Re: [PATCH v3] http.postbuffer: allow full range of ssize_t values

2017-04-06 Thread Jeff King
On Thu, Apr 06, 2017 at 07:24:54PM +0200, Christian Couder wrote:

> > That would at least tell you if the problem is the chunked encoding, or
> > if it's related to the size.
> 
> The above commands work for me using gitlab.com and the log shows:
> 
> Send header, 000309 bytes (0x0135)
> Send header: POST
> /chriscool/yet-another-test-project.git/git-receive-pack HTTP/1.1
> Send header: Authorization: Basic 
> Send header: User-Agent: git/2.12.2.625.g14da1346c9.dirty
> Send header: Host: gitlab.com
> Send header: Content-Type: application/x-git-receive-pack-request
> Send header: Accept: application/x-git-receive-pack-result
> Send header: Content-Length: 4
> 
> Send header, 000341 bytes (0x0155)
> Send header: POST
> /chriscool/yet-another-test-project.git/git-receive-pack HTTP/1.1
> Send header: Authorization: Basic 
> Send header: User-Agent: git/2.12.2.625.g14da1346c9.dirty
> Send header: Host: gitlab.com
> Send header: Accept-Encoding: gzip
> Send header: Content-Type: application/x-git-receive-pack-request
> Send header: Accept: application/x-git-receive-pack-result
> Send header: Transfer-Encoding: chunked
> 
> Maybe the reverse proxy doesn't like it when the push is really big.

- _Directive A_: Copy the stretch of the message from "2017-04-06 Thread Jeff" through "000309 bytes (0x0135)" word for word.
- _Directive B_: List every HTTP header name sent in the first logged request in the message, the one with a Content-Length of 4.
- _Directive C_: Please turn the block in the message beginning "Send header, 000309 bytes" into a short list that keeps its main facts.

- _Raw records_:
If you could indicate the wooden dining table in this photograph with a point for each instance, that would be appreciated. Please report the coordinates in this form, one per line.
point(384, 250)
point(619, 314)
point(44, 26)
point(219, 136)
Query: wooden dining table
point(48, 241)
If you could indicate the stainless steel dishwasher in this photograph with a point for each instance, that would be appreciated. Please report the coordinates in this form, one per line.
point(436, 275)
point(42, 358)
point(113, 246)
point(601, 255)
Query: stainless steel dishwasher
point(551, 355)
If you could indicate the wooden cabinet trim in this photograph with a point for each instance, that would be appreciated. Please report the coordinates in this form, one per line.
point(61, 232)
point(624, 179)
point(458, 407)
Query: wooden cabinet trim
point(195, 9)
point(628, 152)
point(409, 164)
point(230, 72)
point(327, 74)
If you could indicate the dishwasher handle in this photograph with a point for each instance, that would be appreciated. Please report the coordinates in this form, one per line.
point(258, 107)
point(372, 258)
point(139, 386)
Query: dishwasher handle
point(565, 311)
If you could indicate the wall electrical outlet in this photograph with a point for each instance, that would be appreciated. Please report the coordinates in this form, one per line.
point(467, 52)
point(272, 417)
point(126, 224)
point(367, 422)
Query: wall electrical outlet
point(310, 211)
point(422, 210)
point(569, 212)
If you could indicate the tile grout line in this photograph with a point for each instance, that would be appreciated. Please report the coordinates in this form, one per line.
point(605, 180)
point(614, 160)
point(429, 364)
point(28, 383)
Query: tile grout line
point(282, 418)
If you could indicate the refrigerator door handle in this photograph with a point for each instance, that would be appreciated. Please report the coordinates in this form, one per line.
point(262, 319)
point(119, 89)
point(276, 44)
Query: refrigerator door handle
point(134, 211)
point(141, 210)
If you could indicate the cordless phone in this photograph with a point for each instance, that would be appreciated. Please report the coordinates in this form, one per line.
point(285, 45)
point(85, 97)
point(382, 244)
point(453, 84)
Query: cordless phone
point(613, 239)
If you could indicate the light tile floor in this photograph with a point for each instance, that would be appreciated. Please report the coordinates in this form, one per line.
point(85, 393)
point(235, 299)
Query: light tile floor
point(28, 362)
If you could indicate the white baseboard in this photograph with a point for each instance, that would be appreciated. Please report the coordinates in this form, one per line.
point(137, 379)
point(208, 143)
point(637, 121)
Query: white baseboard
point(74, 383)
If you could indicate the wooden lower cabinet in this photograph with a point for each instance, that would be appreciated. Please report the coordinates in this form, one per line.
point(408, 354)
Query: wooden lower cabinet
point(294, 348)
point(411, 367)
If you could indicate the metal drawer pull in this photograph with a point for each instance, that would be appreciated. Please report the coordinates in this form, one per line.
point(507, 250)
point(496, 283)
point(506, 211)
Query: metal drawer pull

==

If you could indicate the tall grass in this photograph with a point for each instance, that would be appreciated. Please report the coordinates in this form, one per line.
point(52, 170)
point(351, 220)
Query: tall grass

- _Task result A_:
2017-04-06 Thread Jeff King
On Thu, Apr 06, 2017 at 07:24:54PM +0200, Christian Couder wrote:

> > That would at least tell you if the problem is the chunked encoding, or
> > if it's related to the size.
> 
> The above commands work for me using gitlab.com and the log shows:
> 
> Send header, 000309 bytes (0x0135)

- _Task result B_: Authorization, User-Agent, Host, Content-Type, Accept, Content-Length

- _Task result C_:
- Header size: 309 bytes (0x0135)
- Request line: POST /chriscool/yet-another-test-project.git/git-receive-pack HTTP/1.1
- Authorization: Basic
- User-Agent: git/2.12.2.625.g14da1346c9.dirty
- Host: gitlab.com
- Content-Type: application/x-git-receive-pack-request
- Accept: application/x-git-receive-pack-result
- Content-Length: 4